**WHAT TO WORK ON**
Set down the data below in full and exactly, minus the pictures.

(Records drawn from a dataset)

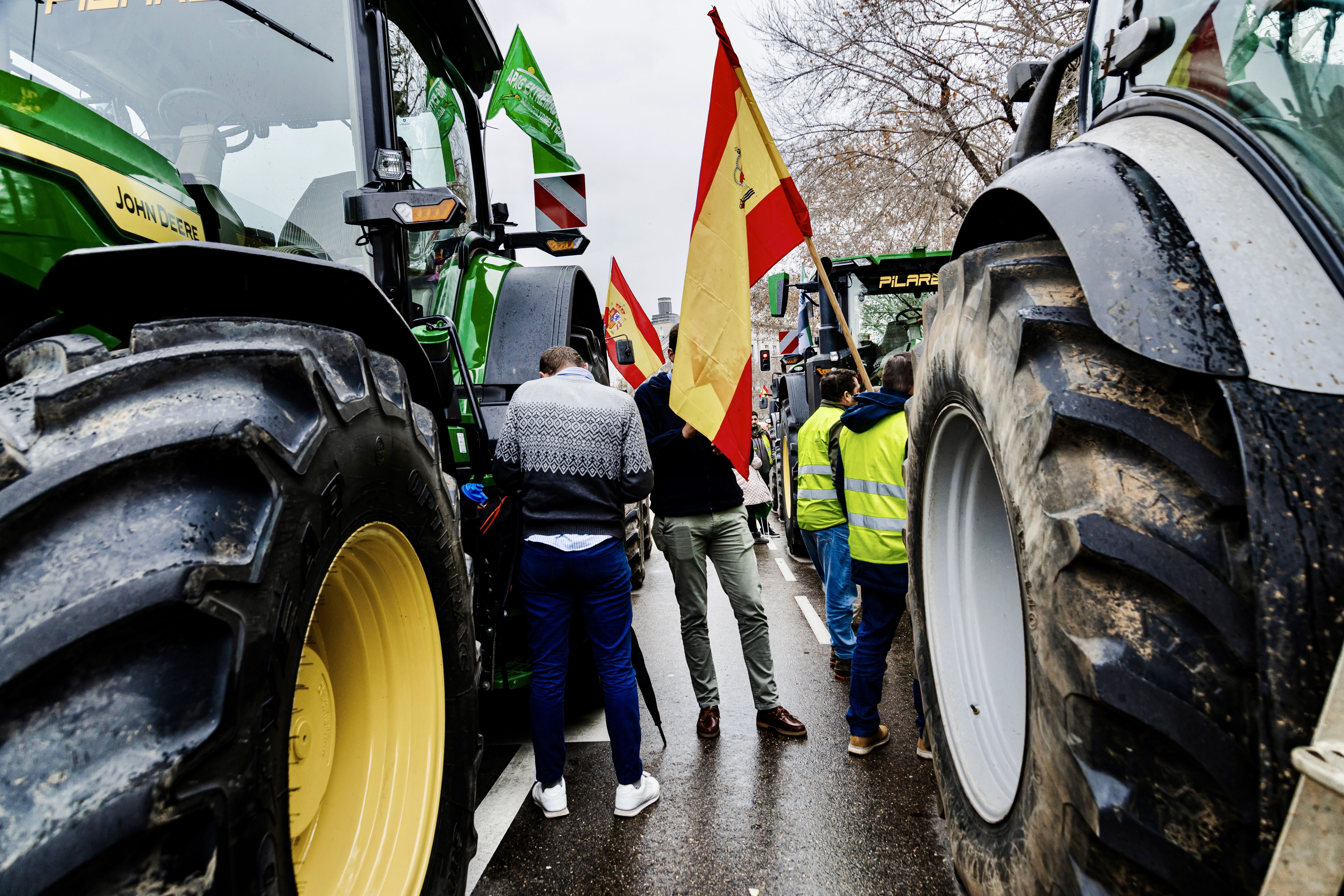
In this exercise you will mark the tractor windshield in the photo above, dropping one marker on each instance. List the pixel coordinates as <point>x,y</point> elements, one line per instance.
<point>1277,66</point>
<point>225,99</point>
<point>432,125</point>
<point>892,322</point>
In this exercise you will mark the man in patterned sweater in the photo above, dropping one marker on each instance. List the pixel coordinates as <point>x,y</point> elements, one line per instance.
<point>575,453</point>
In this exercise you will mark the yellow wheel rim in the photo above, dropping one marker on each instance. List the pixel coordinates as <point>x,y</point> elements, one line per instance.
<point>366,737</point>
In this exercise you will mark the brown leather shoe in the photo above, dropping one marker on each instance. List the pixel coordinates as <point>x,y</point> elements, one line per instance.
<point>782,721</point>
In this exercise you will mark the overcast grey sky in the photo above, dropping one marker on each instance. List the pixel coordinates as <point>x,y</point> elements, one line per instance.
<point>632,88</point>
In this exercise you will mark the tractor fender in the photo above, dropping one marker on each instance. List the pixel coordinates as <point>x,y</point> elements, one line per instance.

**FINISHED TASK**
In this exercise you will mark the tractor windshield in the photo above, dropping one marker on each instance. List the pixel coordinates as <point>x,y</point> elements, one line per instance.
<point>1277,66</point>
<point>225,99</point>
<point>432,125</point>
<point>892,322</point>
In this exercise you will mark the man in patterned sweater in the photo above, dropping one marker on each instance. List the pixel coordinates as <point>x,y</point> elements, one line per instance.
<point>575,453</point>
In this exercise you will mark the yellow wheel rim in the photo above, dropping one marker on each instance. List the pixel coordinates as <point>x,y</point> elements, one line per instance.
<point>366,737</point>
In this exercise you will mark the brown leather shoe in the photo above, dropping one marker on each instance. List the pixel coordinates as <point>x,y</point> elements, one line per instance.
<point>782,721</point>
In this exercise you will mark the overcast grey sky in the photo above, dropping one marker on each instance. List the pixel coordinates as <point>x,y</point> elements, one line per instance.
<point>632,88</point>
In this exercise you will mark the tractor fender in the photo above, dropping one marker on each instance. List the pixel coordinates as <point>x,y</point> elements, one line per instance.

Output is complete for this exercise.